## The request
Render each line of the material below as a numbered list, omitting any blank lines.
[Material to process start]
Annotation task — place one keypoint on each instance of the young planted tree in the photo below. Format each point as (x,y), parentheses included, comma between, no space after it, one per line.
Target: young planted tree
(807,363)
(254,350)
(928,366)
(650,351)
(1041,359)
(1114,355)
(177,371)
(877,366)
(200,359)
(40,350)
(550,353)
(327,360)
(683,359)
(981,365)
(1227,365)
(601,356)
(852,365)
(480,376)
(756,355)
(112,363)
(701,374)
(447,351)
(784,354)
[Material to process end]
## Answer to this exercise
1. Annotation task — place one keypoint on each instance of the young planted tree in the photo below. Format each point as (x,y), parentheses included, comma between, no space after it, one per line.
2. Target: young planted tree
3. (807,363)
4. (254,350)
5. (928,366)
6. (650,351)
7. (1041,359)
8. (1114,355)
9. (177,371)
10. (877,366)
11. (200,359)
12. (40,350)
13. (550,353)
14. (327,360)
15. (683,359)
16. (981,365)
17. (1227,365)
18. (601,356)
19. (852,365)
20. (480,376)
21. (756,355)
22. (112,363)
23. (701,374)
24. (447,351)
25. (784,354)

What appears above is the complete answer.